═══ Given records ═══

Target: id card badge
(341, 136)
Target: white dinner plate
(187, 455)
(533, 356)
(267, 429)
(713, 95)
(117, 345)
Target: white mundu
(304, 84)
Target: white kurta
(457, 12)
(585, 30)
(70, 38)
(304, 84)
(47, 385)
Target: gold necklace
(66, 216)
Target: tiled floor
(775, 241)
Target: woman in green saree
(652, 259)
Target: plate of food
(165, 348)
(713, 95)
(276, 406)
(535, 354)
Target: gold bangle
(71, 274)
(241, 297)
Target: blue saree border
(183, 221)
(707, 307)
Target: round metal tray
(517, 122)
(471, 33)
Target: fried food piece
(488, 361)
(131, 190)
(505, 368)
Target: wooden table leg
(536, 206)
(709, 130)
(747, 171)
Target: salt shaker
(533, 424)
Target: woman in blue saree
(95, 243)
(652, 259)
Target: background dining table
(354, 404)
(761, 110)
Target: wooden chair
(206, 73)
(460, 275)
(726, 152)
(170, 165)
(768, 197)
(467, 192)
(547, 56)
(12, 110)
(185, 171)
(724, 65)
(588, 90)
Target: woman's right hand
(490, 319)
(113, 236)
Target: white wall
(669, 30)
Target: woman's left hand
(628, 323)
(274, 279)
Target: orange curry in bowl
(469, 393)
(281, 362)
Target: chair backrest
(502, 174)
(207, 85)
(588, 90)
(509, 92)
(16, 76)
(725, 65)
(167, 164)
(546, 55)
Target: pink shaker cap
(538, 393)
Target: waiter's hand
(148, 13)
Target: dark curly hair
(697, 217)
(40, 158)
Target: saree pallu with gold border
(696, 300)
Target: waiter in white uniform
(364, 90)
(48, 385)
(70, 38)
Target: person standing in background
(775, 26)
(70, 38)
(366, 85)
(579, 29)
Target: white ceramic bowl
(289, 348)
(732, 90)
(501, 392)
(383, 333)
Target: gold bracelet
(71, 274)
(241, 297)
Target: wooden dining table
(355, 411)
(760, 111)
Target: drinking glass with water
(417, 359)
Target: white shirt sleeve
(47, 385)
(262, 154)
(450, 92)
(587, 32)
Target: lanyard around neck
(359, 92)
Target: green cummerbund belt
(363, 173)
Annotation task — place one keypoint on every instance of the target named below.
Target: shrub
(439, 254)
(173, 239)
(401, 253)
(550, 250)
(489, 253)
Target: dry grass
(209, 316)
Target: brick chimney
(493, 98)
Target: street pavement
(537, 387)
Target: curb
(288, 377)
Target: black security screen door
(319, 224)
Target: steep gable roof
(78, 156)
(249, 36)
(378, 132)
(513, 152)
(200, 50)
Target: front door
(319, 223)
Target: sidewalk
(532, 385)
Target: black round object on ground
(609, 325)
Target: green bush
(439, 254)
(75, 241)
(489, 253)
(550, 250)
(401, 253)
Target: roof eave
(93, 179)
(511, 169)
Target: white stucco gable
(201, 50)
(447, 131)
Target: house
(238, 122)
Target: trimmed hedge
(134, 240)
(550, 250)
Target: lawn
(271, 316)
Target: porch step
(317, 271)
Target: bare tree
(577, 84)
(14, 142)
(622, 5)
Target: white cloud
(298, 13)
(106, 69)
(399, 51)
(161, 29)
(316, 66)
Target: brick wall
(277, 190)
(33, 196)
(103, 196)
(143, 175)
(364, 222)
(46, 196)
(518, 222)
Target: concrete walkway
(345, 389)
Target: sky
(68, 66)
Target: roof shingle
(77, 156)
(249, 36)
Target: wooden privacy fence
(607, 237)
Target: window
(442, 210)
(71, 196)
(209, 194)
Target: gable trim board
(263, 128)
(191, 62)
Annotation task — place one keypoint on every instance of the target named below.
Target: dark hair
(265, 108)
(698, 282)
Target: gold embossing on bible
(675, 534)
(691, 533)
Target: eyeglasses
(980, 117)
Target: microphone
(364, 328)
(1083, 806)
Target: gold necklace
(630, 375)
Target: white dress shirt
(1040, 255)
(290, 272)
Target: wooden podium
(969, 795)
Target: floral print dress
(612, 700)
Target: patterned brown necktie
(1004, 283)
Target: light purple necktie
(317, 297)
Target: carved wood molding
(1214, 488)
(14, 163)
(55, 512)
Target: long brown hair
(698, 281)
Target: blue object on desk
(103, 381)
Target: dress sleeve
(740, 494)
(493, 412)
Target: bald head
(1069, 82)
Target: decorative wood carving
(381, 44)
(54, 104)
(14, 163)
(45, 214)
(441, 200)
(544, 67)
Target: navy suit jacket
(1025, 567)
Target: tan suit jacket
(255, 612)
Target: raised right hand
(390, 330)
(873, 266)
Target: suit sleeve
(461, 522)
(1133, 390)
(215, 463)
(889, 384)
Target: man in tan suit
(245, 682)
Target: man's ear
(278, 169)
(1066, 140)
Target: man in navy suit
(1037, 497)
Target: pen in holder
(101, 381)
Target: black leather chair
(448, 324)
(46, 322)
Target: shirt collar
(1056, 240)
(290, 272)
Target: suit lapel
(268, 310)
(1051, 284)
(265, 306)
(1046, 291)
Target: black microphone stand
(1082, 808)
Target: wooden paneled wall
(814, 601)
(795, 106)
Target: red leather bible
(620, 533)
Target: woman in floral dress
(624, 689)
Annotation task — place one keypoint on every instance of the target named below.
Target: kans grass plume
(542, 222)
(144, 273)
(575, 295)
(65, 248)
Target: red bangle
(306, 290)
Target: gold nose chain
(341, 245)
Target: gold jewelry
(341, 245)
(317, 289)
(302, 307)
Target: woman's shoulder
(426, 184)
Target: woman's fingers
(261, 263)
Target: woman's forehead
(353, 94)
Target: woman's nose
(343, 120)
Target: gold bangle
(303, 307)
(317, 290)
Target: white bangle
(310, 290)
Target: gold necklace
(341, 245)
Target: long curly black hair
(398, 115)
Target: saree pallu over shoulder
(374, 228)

═══

The problem: For this task, set down the entire listing word for word.

Response below:
Target: id card badge
(341, 136)
Target: white dinner plate
(187, 455)
(533, 356)
(267, 429)
(713, 95)
(117, 345)
Target: white mundu
(304, 84)
Target: white kurta
(457, 12)
(585, 30)
(70, 38)
(304, 84)
(47, 385)
Target: gold necklace
(66, 216)
Target: tiled floor
(775, 241)
Target: woman in green saree
(652, 259)
Target: plate of food
(165, 348)
(713, 95)
(276, 406)
(535, 354)
Target: gold bangle
(71, 274)
(241, 297)
Target: blue saree border
(183, 221)
(707, 307)
Target: round metal tray
(517, 122)
(471, 33)
Target: fried food piece
(488, 361)
(131, 190)
(505, 368)
Target: wooden table leg
(536, 206)
(709, 130)
(747, 171)
Target: salt shaker
(533, 424)
Target: woman in blue saree
(95, 243)
(652, 259)
Target: background dining table
(354, 404)
(761, 110)
Target: wooden chair
(206, 73)
(460, 275)
(726, 152)
(170, 165)
(768, 197)
(467, 192)
(547, 56)
(12, 110)
(185, 171)
(724, 65)
(588, 90)
Target: woman's right hand
(490, 319)
(113, 236)
Target: white wall
(669, 30)
Target: woman's left hand
(628, 323)
(274, 279)
Target: orange curry in bowl
(469, 393)
(281, 362)
Target: chair backrest
(502, 174)
(207, 85)
(588, 90)
(509, 92)
(16, 76)
(725, 65)
(167, 164)
(546, 55)
Target: pink shaker cap
(538, 393)
Target: waiter's hand
(148, 13)
Target: dark curly hair
(697, 217)
(40, 158)
Target: saree pallu with gold border
(696, 300)
Target: waiter in white uniform
(364, 90)
(48, 385)
(70, 38)
Target: person standing in background
(775, 26)
(70, 38)
(366, 85)
(579, 29)
Target: white ceramic bowl
(289, 348)
(732, 90)
(501, 392)
(383, 333)
Target: gold bracelet
(71, 274)
(241, 297)
Target: wooden dining table
(355, 411)
(760, 111)
Target: drinking glass with water
(417, 359)
Target: white shirt sleeve
(47, 385)
(262, 154)
(450, 92)
(587, 32)
Target: lanyard around neck
(359, 92)
Target: green cummerbund belt
(363, 173)
Annotation task — place one keypoint on every instance of the target named below.
Target: shrub
(439, 254)
(173, 239)
(401, 253)
(550, 250)
(489, 253)
Target: dry grass
(209, 316)
Target: brick chimney
(493, 98)
Target: street pavement
(537, 387)
Target: curb
(288, 377)
Target: black security screen door
(319, 224)
Target: steep gable roof
(78, 156)
(249, 36)
(378, 132)
(513, 152)
(200, 50)
Target: front door
(319, 223)
Target: sidewalk
(532, 385)
Target: black round object on ground
(609, 325)
Target: green bush
(439, 254)
(75, 241)
(489, 253)
(550, 250)
(401, 253)
Target: roof eave
(93, 179)
(511, 169)
Target: white stucco gable
(201, 50)
(447, 131)
Target: house
(238, 122)
Target: trimmed hedge
(134, 240)
(550, 250)
Target: lawn
(271, 316)
Target: porch step
(317, 271)
Target: bare tree
(577, 84)
(14, 142)
(622, 5)
Target: white cloud
(298, 13)
(106, 69)
(399, 51)
(161, 29)
(316, 66)
Target: brick wall
(277, 190)
(33, 196)
(103, 196)
(143, 175)
(364, 222)
(46, 196)
(518, 222)
Target: concrete walkway
(345, 389)
Target: sky
(68, 66)
Target: roof shingle
(77, 156)
(249, 36)
Target: wooden privacy fence
(607, 237)
Target: window
(442, 210)
(71, 196)
(209, 194)
Target: gable trim board
(263, 128)
(191, 62)
Annotation task — place one keypoint on every instance of the target named below.
Target: dark hair
(265, 108)
(698, 282)
Target: gold embossing on bible
(675, 534)
(691, 533)
Target: eyeglasses
(980, 117)
Target: microphone
(364, 328)
(1083, 806)
Target: gold necklace
(630, 375)
Target: white dress shirt
(1040, 255)
(290, 272)
Target: wooden podium
(969, 795)
Target: floral print dress
(612, 700)
Target: patterned brown necktie
(1004, 283)
Target: light purple necktie
(317, 297)
Target: carved wood molding
(1214, 488)
(14, 163)
(55, 512)
Target: long brown hair
(698, 281)
Target: blue object on desk
(103, 381)
Target: dress sleeve
(740, 494)
(493, 412)
Target: bald head
(1069, 82)
Target: decorative wood carving
(381, 44)
(54, 104)
(14, 163)
(45, 214)
(441, 200)
(544, 67)
Target: navy suit jacket
(1025, 567)
Target: tan suit jacket
(255, 612)
Target: raised right hand
(390, 330)
(873, 266)
Target: suit sleeve
(461, 522)
(1133, 390)
(215, 463)
(889, 384)
Target: man in tan suit
(245, 682)
Target: man's ear
(278, 169)
(1066, 140)
Target: man in navy suit
(1037, 497)
Target: pen in holder
(101, 381)
Target: black leather chair
(448, 324)
(46, 322)
Target: shirt collar
(1056, 240)
(290, 272)
Target: suit lapel
(268, 310)
(1051, 284)
(265, 306)
(1046, 291)
Target: black microphone stand
(1082, 808)
Target: wooden paneled wall
(814, 601)
(795, 106)
Target: red leather bible
(620, 533)
Target: woman in floral dress
(624, 689)
Annotation task — place one keypoint on every instance of the target named below.
Target: kans grass plume
(542, 222)
(144, 273)
(575, 295)
(65, 248)
Target: red bangle
(306, 290)
Target: gold nose chain
(341, 245)
Target: gold jewelry
(341, 245)
(317, 289)
(302, 307)
Target: woman's shoulder
(426, 184)
Target: woman's fingers
(261, 263)
Target: woman's forehead
(353, 94)
Target: woman's nose
(343, 120)
Target: gold bangle
(303, 307)
(317, 290)
Target: white bangle
(310, 290)
Target: gold necklace
(341, 245)
Target: long curly black hair
(398, 115)
Target: saree pallu over shoulder
(374, 228)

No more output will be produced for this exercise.